[Excerpts of location labeling data]
**********
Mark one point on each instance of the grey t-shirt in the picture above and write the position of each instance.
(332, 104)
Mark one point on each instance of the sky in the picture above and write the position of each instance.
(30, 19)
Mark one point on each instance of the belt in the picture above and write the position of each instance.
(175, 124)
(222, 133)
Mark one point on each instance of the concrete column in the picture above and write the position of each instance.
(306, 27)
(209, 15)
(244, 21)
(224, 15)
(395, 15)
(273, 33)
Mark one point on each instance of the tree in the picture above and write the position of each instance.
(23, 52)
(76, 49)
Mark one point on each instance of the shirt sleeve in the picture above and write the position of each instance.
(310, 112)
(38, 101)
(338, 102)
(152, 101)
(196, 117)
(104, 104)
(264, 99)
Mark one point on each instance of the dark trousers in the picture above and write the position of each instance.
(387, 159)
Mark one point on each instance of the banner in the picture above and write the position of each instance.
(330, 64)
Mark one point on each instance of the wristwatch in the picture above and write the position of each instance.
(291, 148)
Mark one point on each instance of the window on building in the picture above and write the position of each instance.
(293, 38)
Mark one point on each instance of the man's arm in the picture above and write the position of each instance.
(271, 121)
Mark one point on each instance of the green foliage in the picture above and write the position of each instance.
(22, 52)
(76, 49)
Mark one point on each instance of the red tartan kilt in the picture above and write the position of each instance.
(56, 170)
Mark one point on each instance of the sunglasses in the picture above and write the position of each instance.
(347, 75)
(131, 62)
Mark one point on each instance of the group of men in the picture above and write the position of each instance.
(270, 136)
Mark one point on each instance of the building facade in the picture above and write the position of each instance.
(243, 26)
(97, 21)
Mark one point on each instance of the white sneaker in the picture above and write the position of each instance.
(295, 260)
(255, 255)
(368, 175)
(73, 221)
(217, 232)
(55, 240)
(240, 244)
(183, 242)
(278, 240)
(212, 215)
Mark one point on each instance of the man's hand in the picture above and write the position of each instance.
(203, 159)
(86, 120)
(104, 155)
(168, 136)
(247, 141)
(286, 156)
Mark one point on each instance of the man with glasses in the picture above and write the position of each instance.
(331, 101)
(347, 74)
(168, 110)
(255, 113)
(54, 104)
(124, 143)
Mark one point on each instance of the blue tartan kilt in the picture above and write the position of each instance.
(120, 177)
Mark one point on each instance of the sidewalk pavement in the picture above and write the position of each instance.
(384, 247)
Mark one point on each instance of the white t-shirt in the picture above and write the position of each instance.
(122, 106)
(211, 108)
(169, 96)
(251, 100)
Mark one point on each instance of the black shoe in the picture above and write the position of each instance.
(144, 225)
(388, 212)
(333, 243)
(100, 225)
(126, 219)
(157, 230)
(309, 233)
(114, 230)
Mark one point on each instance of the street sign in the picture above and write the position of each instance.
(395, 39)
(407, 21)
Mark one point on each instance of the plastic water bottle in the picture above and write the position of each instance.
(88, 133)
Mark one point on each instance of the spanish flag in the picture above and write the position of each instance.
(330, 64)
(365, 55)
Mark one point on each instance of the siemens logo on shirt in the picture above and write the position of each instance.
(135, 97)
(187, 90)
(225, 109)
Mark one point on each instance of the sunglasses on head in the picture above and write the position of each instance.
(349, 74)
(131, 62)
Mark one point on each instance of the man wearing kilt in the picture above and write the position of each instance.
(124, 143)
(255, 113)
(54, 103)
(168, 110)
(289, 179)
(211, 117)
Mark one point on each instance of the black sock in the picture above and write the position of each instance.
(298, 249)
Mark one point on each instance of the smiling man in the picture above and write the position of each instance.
**********
GIVEN EXERCISE:
Can you render the part of the records that opens with the line containing "Mark one point on each instance of the man wearing" and runs through the end of the records as a Markdown table with the columns Row and Line, leaving out any blank lines?

RIGHT ANSWER:
| Row | Line |
|---|---|
| 1 | Mark one point on each instance of the man wearing kilt in the picture above and write the position of each instance. |
| 2 | (124, 143) |
| 3 | (255, 113) |
| 4 | (54, 103) |
| 5 | (168, 110) |
| 6 | (289, 179) |
| 7 | (211, 117) |
| 8 | Mark one point on each instance of the black sock in the picture above and write the position of each instance. |
| 9 | (298, 249) |
| 10 | Mark one point on each instance of the smiling man in the picture above and write the position of each instance. |